| Text section |
•••
This is volume 13 of the Kuroda Institute's excellent Studies in East Asian Buddhism series. The present volume grew out of the conference "Buddhism in the Sung," hosted by the University of Illinois in April 1996. Peter Gregory, in his fine introduction, "The Vitality of Buddhism in the Sung," clearly outlines the major interests of the essays in this volume. The title of his own essay is indicative of the rejection of the idea that Buddhism entered a period of decline during the Sung dynasty (960-1279 C.E.). The other essays, by noted scholars, amply reveal "the vitality of Buddhism in the Sung as well as its embeddedness in the social and intellectual life of the time" (p. 2). T'ien-t'ai, the other major Buddhist school, for example, "virtually recreated itself in the Sung" (p. 5). "Proponents of T'ien-t'ai and Ch'an were not only involved in lively dialogue among themselves but were also engaged in complex interactions with Sung society at large. These interactions were seen as being mutually beneficial and the forms that they took were basically transactional, although what was understood as being transacted varied according to the circumstance and the people involved. The different forms these interactions took reveal the variety of ways in which Buddhism had become a part of Chinese culture" (p. 11). Gregory concludes his introduction by saying that the study of Buddhism in the Sung affords an important opportunity to integrate the study of Buddhism in China more fully within Chinese studies as a whole: "The study of Chinese Buddhism has long suffered from a twofold disciplinary isolation. On the one hand, it is often marginalized within Buddhist studies, which still tends to focus on Indian Buddhism as normative for the field. On the other hand, it is often ignored or given short shrift by scholars working in Chinese social and intellectual history" (p. 19).
•••
| Stored records |
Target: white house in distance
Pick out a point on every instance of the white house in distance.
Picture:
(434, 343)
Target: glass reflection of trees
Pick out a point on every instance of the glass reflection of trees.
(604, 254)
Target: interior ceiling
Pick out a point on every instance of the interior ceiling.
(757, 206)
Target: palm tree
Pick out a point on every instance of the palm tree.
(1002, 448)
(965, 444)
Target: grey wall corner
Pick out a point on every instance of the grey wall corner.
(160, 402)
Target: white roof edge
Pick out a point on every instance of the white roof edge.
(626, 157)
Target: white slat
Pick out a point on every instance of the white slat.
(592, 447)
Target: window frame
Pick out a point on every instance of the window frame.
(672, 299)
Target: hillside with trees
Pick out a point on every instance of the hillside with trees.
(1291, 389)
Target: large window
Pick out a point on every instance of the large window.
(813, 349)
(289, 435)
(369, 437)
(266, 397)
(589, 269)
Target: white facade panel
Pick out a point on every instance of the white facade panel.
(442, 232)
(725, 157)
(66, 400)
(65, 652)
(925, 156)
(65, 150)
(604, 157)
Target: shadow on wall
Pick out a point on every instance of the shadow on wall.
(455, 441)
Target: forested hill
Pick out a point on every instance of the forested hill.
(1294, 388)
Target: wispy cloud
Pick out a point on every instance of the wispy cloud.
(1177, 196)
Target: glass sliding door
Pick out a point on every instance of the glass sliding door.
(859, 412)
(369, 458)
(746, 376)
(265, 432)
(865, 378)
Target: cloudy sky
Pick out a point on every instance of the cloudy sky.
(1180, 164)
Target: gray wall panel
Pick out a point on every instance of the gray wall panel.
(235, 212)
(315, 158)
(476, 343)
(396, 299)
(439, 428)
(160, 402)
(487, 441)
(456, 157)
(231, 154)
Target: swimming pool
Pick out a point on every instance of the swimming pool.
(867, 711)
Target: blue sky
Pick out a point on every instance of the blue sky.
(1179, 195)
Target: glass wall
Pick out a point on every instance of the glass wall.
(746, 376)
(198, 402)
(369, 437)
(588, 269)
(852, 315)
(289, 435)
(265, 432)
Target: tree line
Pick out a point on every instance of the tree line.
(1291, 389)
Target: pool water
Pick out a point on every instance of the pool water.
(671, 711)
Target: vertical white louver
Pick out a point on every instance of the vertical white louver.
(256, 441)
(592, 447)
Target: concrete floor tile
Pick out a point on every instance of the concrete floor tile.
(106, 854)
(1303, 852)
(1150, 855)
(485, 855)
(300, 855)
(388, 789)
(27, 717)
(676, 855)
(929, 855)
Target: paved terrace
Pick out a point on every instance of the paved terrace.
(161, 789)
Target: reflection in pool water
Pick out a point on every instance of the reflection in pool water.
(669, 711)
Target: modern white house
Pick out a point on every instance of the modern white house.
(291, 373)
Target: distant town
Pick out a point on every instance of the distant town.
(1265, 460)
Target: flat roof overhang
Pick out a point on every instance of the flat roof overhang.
•••
| What is being asked |
Can you extend the review of the volume on Buddhism in the Sung, picking up right after its last sentence?

| Exercise response |
A broad range of topics is covered in essays that might be called microstudies in that they focus on the complex range of activities of an eminent figure in a particular school and at the same time relate the activities of that person to larger questions. The essays do not stand in isolation. It is clear that each contributor is well aware of what is said by the other essayists. This provides for a certain level of coherence that is often missing in books of collected essays. The scholarship is impressive, and in general the essays are clearly written. This book represents the first extended scholarly treatment of Buddhism in the Sung to be published in a Western language (p. 1). The studies presented do not pretend to offer a complete or even representative picture of Buddhism in the Sung. All of the chapters in one [End Page 126] way or another deal with the two most important traditions within Sung Buddhism: Ch'an and T'ien-t'ai, although the Pure Land tradition and the cult of Kuan-yin receive ample treatment. For example, Getz in his essay offers an important corrective with respect to Pure Land as an autonomous movement:

The categorization of Pure Land as a school, presumably glossing the Chinese term "tsung" [the older form of romanization is used and a glossary of Chinese characters is included at the end of the book], suggests the possession of one or more distinctive characteristics: a discrete self-contained doctrinal system, a continuous lineage, and/or some form of institutional autonomy. An assessment of the various historical manifestations of Pure Land, however, reveals that for much of the history of Chinese Buddhism, Pure Land was not a distinct institutional entity with a self-conscious lineage or doctrinal system. Rather, until Southern Sung (1127-1279) Pure Land existed as one facet of religious life alongside others. . . .

(p. 477)

With respect to T'ien-t'ai, the focus of the essays is...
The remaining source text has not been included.